# THE TASK:
Write all of the lines below out again, exactly as they stand.

# INFORMATION SUPPLIED:
* * * *
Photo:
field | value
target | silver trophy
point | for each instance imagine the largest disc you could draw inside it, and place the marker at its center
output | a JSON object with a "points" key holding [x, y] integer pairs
* * * *
# RESULT OF THIS TASK:
Photo:
field | value
target | silver trophy
point | for each instance imagine the largest disc you could draw inside it, and place the marker at its center
output | a JSON object with a "points" key holding [x, y] integer pairs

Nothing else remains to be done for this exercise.